**Task statement:** Reproduce all the records below with each "Pointer output" replaced by "Point list" and everything else unchanged, and leave out the pictures.
— Start Data rows —
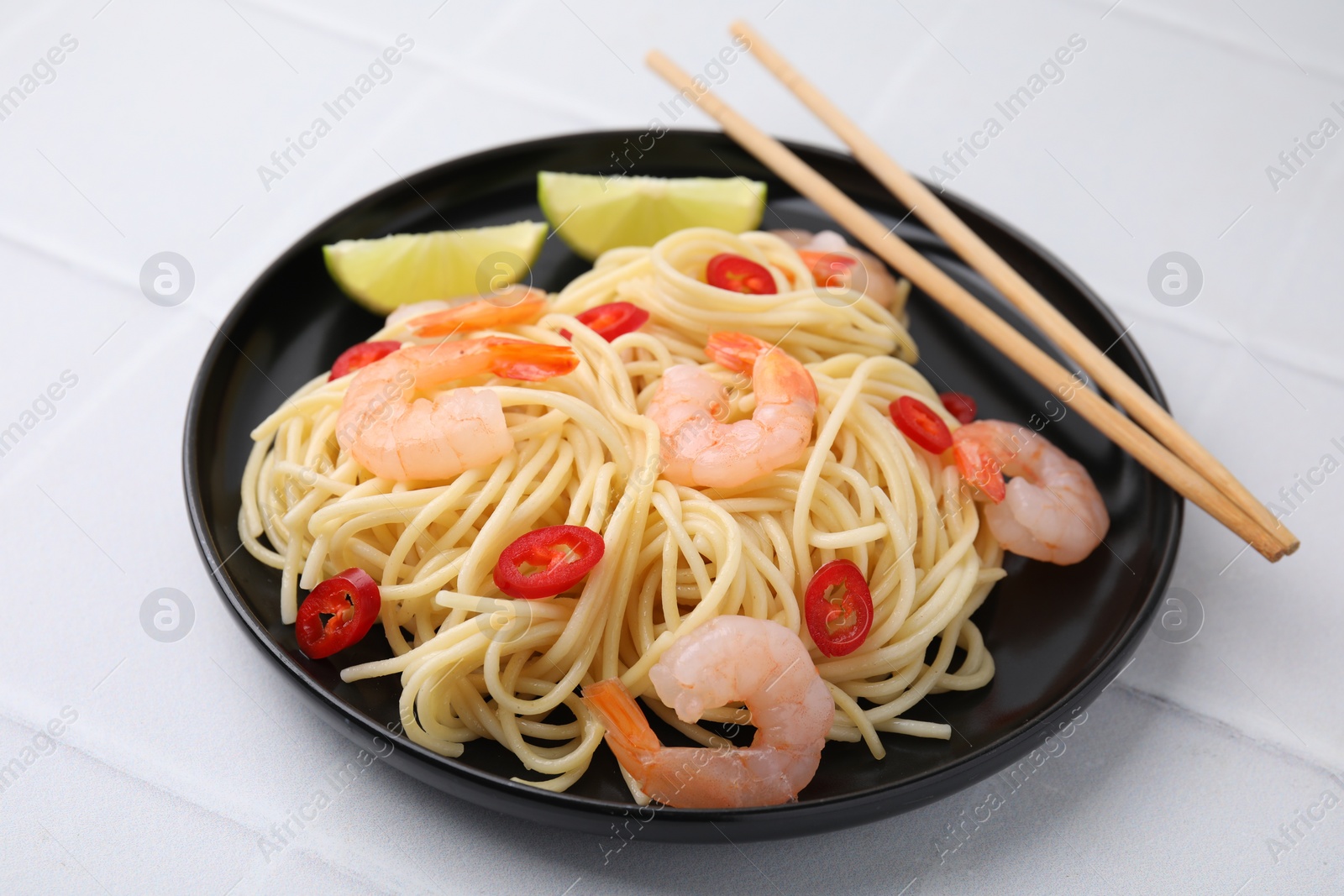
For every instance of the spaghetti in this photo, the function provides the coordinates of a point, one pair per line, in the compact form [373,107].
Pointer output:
[476,664]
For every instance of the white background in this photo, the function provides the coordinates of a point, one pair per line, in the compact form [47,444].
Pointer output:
[150,139]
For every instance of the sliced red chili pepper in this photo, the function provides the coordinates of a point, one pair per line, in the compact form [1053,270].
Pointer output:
[958,405]
[548,562]
[980,468]
[918,422]
[839,607]
[351,602]
[612,320]
[362,355]
[739,275]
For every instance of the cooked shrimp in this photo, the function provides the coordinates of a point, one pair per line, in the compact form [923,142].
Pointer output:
[757,661]
[400,437]
[837,264]
[1050,510]
[438,317]
[702,450]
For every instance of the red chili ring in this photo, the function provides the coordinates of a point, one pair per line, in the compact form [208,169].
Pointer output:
[839,624]
[548,562]
[362,355]
[738,275]
[921,425]
[351,600]
[612,320]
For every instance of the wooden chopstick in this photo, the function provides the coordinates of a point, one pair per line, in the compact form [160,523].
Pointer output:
[948,293]
[967,244]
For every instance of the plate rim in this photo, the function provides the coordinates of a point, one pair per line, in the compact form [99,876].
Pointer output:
[998,754]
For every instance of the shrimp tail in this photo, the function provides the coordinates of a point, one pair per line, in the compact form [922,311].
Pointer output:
[737,352]
[522,360]
[628,732]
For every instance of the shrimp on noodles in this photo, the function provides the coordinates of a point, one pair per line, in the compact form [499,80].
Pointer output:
[400,437]
[1050,510]
[702,450]
[729,658]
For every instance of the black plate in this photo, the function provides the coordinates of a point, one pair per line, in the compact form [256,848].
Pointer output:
[1058,634]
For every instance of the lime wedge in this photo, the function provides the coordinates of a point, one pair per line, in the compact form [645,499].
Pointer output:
[595,214]
[412,268]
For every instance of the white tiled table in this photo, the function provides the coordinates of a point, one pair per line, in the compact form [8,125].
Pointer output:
[175,759]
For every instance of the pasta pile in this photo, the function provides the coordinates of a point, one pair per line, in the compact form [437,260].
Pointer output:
[476,664]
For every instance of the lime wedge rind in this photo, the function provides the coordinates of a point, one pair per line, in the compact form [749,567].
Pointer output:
[385,273]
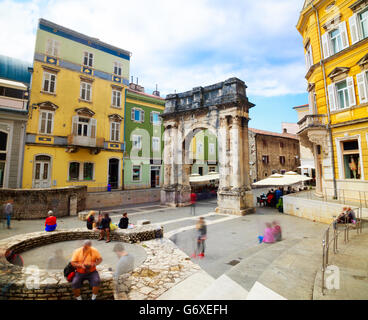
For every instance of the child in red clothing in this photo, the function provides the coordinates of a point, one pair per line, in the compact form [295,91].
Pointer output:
[50,223]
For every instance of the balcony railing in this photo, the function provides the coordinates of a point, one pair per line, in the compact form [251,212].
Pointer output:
[13,103]
[82,141]
[312,121]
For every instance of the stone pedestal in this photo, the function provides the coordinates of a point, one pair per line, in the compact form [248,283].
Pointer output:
[176,196]
[235,201]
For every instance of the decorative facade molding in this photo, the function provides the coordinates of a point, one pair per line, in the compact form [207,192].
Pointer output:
[47,105]
[332,23]
[363,62]
[339,73]
[115,117]
[48,68]
[85,112]
[359,5]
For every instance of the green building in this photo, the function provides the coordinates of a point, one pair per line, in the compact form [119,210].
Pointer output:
[143,139]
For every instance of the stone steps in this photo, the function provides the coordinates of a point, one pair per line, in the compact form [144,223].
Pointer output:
[352,262]
[247,272]
[292,274]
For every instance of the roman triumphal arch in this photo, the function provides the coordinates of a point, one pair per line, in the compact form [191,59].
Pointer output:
[223,109]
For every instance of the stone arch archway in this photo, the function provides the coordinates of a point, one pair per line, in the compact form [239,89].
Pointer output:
[222,108]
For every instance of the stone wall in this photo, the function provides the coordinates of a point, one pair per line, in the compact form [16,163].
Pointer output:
[35,203]
[98,200]
[315,210]
[51,285]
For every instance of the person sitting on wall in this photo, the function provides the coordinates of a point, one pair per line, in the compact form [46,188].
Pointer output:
[124,221]
[50,223]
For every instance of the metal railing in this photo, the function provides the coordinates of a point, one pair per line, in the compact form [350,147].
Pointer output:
[312,121]
[331,237]
[344,196]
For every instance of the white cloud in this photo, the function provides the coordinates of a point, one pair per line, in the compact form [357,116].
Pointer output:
[178,44]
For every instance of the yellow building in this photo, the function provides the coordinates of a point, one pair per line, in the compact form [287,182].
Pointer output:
[75,130]
[335,35]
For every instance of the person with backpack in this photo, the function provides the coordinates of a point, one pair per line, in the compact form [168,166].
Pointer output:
[91,224]
[85,260]
[124,221]
[105,228]
[8,210]
[50,223]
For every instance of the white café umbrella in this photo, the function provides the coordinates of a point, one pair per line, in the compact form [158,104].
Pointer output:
[273,180]
[287,179]
[306,166]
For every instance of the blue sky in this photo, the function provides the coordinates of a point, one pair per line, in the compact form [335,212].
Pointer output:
[184,44]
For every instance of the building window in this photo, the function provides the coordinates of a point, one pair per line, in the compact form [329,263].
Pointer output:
[88,59]
[86,91]
[83,124]
[155,144]
[118,68]
[137,115]
[351,159]
[46,122]
[115,131]
[363,21]
[84,127]
[81,171]
[74,170]
[88,171]
[155,118]
[342,94]
[136,173]
[116,98]
[199,148]
[211,148]
[137,142]
[49,82]
[52,47]
[335,40]
[3,150]
[309,57]
[362,82]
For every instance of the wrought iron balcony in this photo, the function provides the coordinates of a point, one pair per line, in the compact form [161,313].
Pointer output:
[312,121]
[82,141]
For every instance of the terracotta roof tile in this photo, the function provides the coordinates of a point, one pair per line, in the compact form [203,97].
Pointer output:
[275,134]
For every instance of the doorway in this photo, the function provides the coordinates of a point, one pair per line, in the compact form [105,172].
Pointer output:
[42,176]
[155,176]
[113,180]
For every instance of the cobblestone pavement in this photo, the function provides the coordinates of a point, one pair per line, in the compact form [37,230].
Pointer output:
[164,268]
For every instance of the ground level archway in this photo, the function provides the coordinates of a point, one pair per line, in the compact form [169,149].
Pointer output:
[222,108]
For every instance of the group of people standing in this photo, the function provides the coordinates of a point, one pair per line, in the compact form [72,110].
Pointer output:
[272,233]
[104,225]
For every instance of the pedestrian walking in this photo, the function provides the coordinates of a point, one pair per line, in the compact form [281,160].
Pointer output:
[193,200]
[105,228]
[90,223]
[201,237]
[124,221]
[124,266]
[85,260]
[50,223]
[57,260]
[8,210]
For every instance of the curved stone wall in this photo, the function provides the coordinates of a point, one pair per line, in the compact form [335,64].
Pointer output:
[18,283]
[35,203]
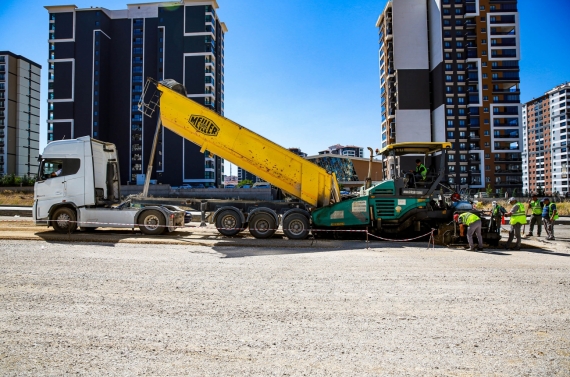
— End Data rows —
**Expected answer:**
For every instance of the spaghetti in this photo, the function provides the coordinates of a point, one pair per line, in the compact form [373,107].
Point list:
[476,664]
For every instance of the white background in this photo, the function provides the coordinates of a point, one pair per line, in the compact form [47,444].
Point list:
[150,139]
For every instance of the sliced red chili pepper in this photo, the function provides the coordinates of a point, one pair per line, in the compact form [1053,270].
Point list:
[958,405]
[548,562]
[980,468]
[918,422]
[839,607]
[351,602]
[612,320]
[362,355]
[739,275]
For every instance of the cooked shrimp in this photo, the function provides the coordinates of a point, one pair per line, in the compact form [923,142].
Point list:
[757,661]
[400,437]
[837,264]
[1050,510]
[438,317]
[702,450]
For every instance of the red chili ring in this photo, the function provides the coordinates of a point, one pair per line, in the compact form [208,169].
Point list:
[839,624]
[548,562]
[362,355]
[738,275]
[921,425]
[351,600]
[612,320]
For every instance of the wooden chopstick in this photo, the function provides the coordinates of a point, one pair per line, in the compact form [160,523].
Point list:
[948,293]
[967,244]
For every instance of the plate rim in this photo, the function provides the coordinates of a point, one pair per line, in the compact form [99,876].
Point list:
[998,754]
For every instance of the shrimp tail in this photo, the function provides the coordinates of a point, one pair per line, in the compact form [922,311].
Point list:
[737,352]
[522,360]
[628,732]
For every instance of the shrimp on noodles in this photo, the function provides the coordinates of a point, one pair per line, in the compact form [499,80].
Point list:
[400,437]
[1050,510]
[702,450]
[729,658]
For every instance of the black plate in this photo, the function provides the coordinates of a point, one pair per line, in the compact form [256,848].
Point list:
[1058,634]
For every instance of the lime wedge in this photo, the function provides the coordinates of a point, one pair per line, in the compact form [645,499].
Point list:
[595,214]
[412,268]
For every instance of the white tiled table in this photo, the function provides the coordinates of a point, one pair per line, in the compact form [8,125].
Point list:
[175,759]
For every instance of the pasta pile in this photo, the function provides the coordinates of a point, one pair per line, in the compact form [437,260].
Point list:
[476,664]
For every instance of the lime wedge rind in this photo, the function provides the coordinates of a point, one pair per line, in the compact form [749,567].
Point list:
[385,273]
For every instance of the child in red clothing in this photo, the function provides the coordinates of a point, one pair per line, in the compact form [295,91].
Point list:
[50,223]
For every instance of the balcony railing in this photo, the function provides the coordinates of a point, one pair per line, in the compact form [251,212].
Point list:
[13,103]
[82,141]
[312,121]
For every instance of the stone pedestal in this photo, the function provides the coordinates of a point, one pair per line, in the compact form [248,283].
Point list:
[176,196]
[235,201]
For every instance of the decorative facade molding in this photo, the function provides the coordinates of a point, one pair per line, in the compact form [207,192].
Point list:
[47,105]
[332,23]
[363,62]
[339,73]
[115,117]
[48,68]
[85,112]
[359,5]
For every instance of the green building in this photo, the function provides the coordinates of a point, one pair per line, in the compact form [119,210].
Point list:
[143,139]
For every instance of the stone steps in this photo, the function provides the coordinates of a point, one pair per line, in the compact form [144,223].
Point list:
[352,262]
[247,272]
[292,274]
For every instance of the roman triumphal arch in this photo, the function provides the coordinates of a point, one pair per line, in the compact form [191,59].
Point list:
[223,109]
For every instance of the stone arch archway in this photo, the function provides the coordinates of a point, one pair per line, in the compact form [239,89].
Point list:
[222,108]
For every instance of the stone wall in this photo, the function provides the coordinates of a point, one pair per line, in the compact form [16,163].
Point list:
[35,203]
[98,200]
[315,210]
[51,285]
For every instance of the person sitting on wall in this photo, the function provides the coordinates of a point, one pair per line, in the compact form [46,188].
Point list:
[124,221]
[50,223]
For every instance of the metal railing in this photo, the function provides the coordinates of a point, one pair per line, in the compact form [350,147].
Point list:
[312,121]
[331,237]
[344,196]
For every instance of the white cloud in this photo, the function provides the coordinates of a point, one pair per line, in the compact form [357,116].
Point list:
[178,44]
For every instance of the yellow building in this photo, the function provides the coordinates of a point, one pair per line, in the compact form [287,182].
Point list:
[75,130]
[335,35]
For every instance of the person with backpack in this photo, the function provides the coordinates of a point, one pair per line, in the compact form [168,166].
Point list:
[91,224]
[85,260]
[124,221]
[105,228]
[8,210]
[50,223]
For every instance of the white café umbrella in this photo, the function provides the coordinates of a point, one pair per line, in the compact form [158,104].
Point list:
[273,180]
[287,179]
[306,166]
For every instance of the blue sky in this photo, the function provides the coordinates of a point, one pair per line, in the compact form [335,212].
Point list:
[184,44]
For every instance of the building window in this photo, the function provides the coordinates of a point, one pair per line, in the compact form [329,263].
Point list:
[88,59]
[86,91]
[83,124]
[155,144]
[118,68]
[137,115]
[351,159]
[46,122]
[115,131]
[363,21]
[84,127]
[81,171]
[74,170]
[88,171]
[155,118]
[342,94]
[136,173]
[116,98]
[199,148]
[211,148]
[137,142]
[49,82]
[52,47]
[335,40]
[3,150]
[309,57]
[362,82]
For every instance of the wrought iron balcony in this photo, the function provides the coordinates of a point, one pair per line, in the compact form [161,313].
Point list:
[312,121]
[82,141]
For every instance of the terracotta roof tile in this photo, the function provides the coordinates of a point, one pair per line, in the compact form [203,97].
Point list:
[275,134]
For every instance of the doorway in this photo, the function provides the coordinates of a point, one pair per line, in the compact form [105,172].
Point list:
[42,176]
[155,176]
[113,180]
For every instance of the cobblestone pavement in this photo, the function provides the coordinates of a point, one pair per line, in the compact form [37,230].
Point list:
[164,268]
For every instance of the ground level archway in this photo, the function provides the coordinates of a point, one pair per line, in the compact form [169,149].
Point list:
[222,108]
For every instance of the group of people standing in this photo, the function provides the coordinates of a point, one pair per line, in the compact form [72,110].
Point list:
[272,233]
[104,225]
For every instance of the pedestrian walking in this photo, the function provides the coordinates of a point, one pair per line, in the compact form [281,160].
Point list:
[193,200]
[105,228]
[90,223]
[201,237]
[124,221]
[124,266]
[85,260]
[50,223]
[57,260]
[8,210]
For every instance of the curved stone wall in this photo, the function provides the coordinates of a point, one pair per line, in the compact form [335,64].
Point list:
[18,283]
[35,203]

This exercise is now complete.